[PARTS OF THE EXERCISE]
1. Copy the passage on IoT and big data systems between "The sensor module" and "of NoSQL database.", inclusive.
2. List every module of the software chain that the first paragraph of the passage on IoT and big data systems names.
3. Write the next part of the passage on IoT and big data systems, starting right after its final sentence.

The sensor module can be implemented as a script which captures unstructured data. The extractor module is responsible for identifying and distinguishing the events within the data streams. On each event, the parser module runs data analytics processes such as filtering, pattern recognition and data mining. The parser module can also be decomposed into multiple layers such as in the Lambda architecture where Hadoop serves as the batch layer for long term data and Storm serves in the speed layer to manage real time data. Formatter and outputter are responsible for generation of the structured data out of the unstructured data under analysis and maintaining them in a file system of NoSQL database.

In an open IoT system, a similar software chain approach can be adopted. As today’s technology is able to enable access to sensor readings through web-based services; the sensor component can obtain the data of the IoT sensors via APIs that enable access to web servers. The Open Geospatial Consortium’s (OGC) IoT RESTful API has been built on the OGC Sensor Web Enablement standards in order to interconnect IoT objects, their data and applications over the web via JavaScript Object Notation (JSON) data interchange format. The API can be integrated to the sensor-end of the software chain in order to make various IoT sensors of multiple participants connect to the web servers that are compliant with the OGC standard [12].

3.2 Challenges Experienced in IoT-Big Data Systems

Focusing on IoT-big data systems, we identify some distilled guidelines based on experiences within the ParticipAct sensing project [4], and identify four major categories for design guidelines as support for spatio-temporal queries, minimal overhead on IoT nodes, openness and security, and fast feedback and minimal delay in producing quality-aware sensing data.

Support for Spatio-Temporal Queries. Support for spatio-temporal queries over sensed data is a key factor when considering big data because of all possible sources of where/when data might be pushed from, and it is also important to keep track of sensed data chunks for future uses. First of all, as data is neither temporally nor spatially static in the IoT, storage and scalability of retrieving the data appears as an important issue due to the constant movement of data.

Photo object pointing records
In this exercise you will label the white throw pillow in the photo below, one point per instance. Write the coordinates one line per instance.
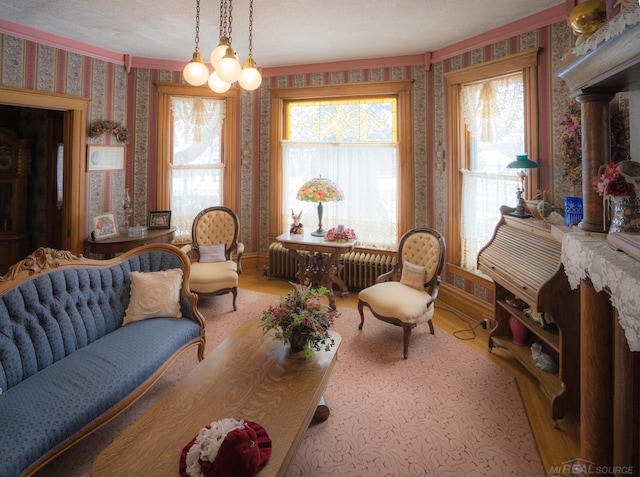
(413, 275)
(211, 253)
(154, 294)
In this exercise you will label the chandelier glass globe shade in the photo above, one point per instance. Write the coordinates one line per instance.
(196, 72)
(217, 85)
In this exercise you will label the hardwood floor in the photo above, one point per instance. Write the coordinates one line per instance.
(557, 445)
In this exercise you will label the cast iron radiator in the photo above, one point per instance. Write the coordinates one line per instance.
(360, 268)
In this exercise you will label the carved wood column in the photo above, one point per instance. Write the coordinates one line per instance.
(596, 150)
(596, 375)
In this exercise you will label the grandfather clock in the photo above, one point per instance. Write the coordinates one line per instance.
(15, 167)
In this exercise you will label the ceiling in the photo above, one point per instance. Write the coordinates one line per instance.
(285, 32)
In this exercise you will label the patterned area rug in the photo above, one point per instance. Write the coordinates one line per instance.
(445, 411)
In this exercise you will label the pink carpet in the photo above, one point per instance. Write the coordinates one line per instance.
(446, 411)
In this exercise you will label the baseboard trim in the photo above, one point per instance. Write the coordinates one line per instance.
(465, 303)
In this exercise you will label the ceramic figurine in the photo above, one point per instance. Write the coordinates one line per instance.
(297, 228)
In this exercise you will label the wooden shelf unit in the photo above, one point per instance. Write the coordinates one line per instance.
(524, 261)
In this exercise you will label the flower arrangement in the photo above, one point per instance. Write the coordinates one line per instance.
(340, 234)
(301, 319)
(571, 153)
(614, 182)
(100, 127)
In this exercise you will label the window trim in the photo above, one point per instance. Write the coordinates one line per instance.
(458, 140)
(165, 133)
(399, 89)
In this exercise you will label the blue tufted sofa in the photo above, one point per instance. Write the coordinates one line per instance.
(67, 365)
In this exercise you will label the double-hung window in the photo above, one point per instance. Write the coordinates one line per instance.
(493, 112)
(196, 153)
(353, 143)
(358, 135)
(197, 170)
(492, 117)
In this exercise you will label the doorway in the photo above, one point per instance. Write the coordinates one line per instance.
(68, 120)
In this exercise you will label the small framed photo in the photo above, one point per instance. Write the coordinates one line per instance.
(104, 227)
(105, 158)
(159, 219)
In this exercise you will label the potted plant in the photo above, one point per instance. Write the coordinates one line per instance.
(301, 320)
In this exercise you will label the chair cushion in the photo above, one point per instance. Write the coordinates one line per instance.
(211, 277)
(211, 253)
(395, 300)
(154, 294)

[EXPECTED RESPONSES]
1.
The sensor module can be implemented as a script which captures unstructured data. The extractor module is responsible for identifying and distinguishing the events within the data streams. On each event, the parser module runs data analytics processes such as filtering, pattern recognition and data mining. The parser module can also be decomposed into multiple layers such as in the Lambda architecture where Hadoop serves as the batch layer for long term data and Storm serves in the speed layer to manage real time data. Formatter and outputter are responsible for generation of the structured data out of the unstructured data under analysis and maintaining them in a file system of NoSQL database.

2.
sensor module
extractor module
parser module
formatter
outputter

3.
Minimal Overhead on IoT Nodes. By this design guideline, we aim at minimizing energy consumption due to computing and communication at IoT nodes through optimizations of local sensing processes (such as, duty-cycling, employing physical models/verifications, etc.) and, most important, of sensed data transmissions toward the backend (such as, by locally bulking multiple data samples in the same sent packet, coordinating IoT nodes in the same location to avoid useless readings such as in WSN, etc.).

Openness and Security. Sensed data should be stored securely and encrypted to protect it from possible threats. This challenge has been tackled in [13] through the use of a distributed storage system using Shamir’s secret sharing as the driving algorithm for both security and storage.

Fast Feedback and Minimal Delay in Producing Quality-Aware Sensing Data. This design guideline derives from the need to associate data with a quality indicator based on the history of data sensed in the past. This requires continuous profiling of sensed data in several different dimensions and grains (such as time, space, weather, season, etc.) by exploiting big data storage to keep all of these profiles ready, thus allowing fast computation for required feedback. Notable efforts within this direction are sensor webs such as IrisNet and SensorWeb. Furthermore, projects like Aurora, Borealis, Cayuga, Stanford Data Stream manager and System have explored many issues associated with stream and event processing comprising the construction of algorithms and techniques for data quality-aware sensor feed discovery service composition [1].

4 Remarkable Big Data Solutions

As big data continues to be researched, there has yet to be a single defining breakthrough when it comes to solutions regarding IoT. This is due to many variables that need to be considered when implementing an idea towards big data in the IoT such as volume, security and storage. While solutions are currently being researched and tested, there have been several instances of progress when dealing with this topic.

4.1 Crowdsensing-Based IoT-Big Data Projects

The features in IoT-big data design guidelines make ParticipAct a complete mobile crowdsourcing platform that encompasses the whole process from data collection, to post-processing, to mining, and is available to the mobile crowdsourcing community as an open-source project [4]. In a related study, after the detailed description of the whole architecture of ParticipAct and its technological stack, some of the use case scenarios are presented. The corresponding scenarios are currently being used to evaluate the potential of mobile crowdsourcing and ParticipAct both qualitatively and quantitatively.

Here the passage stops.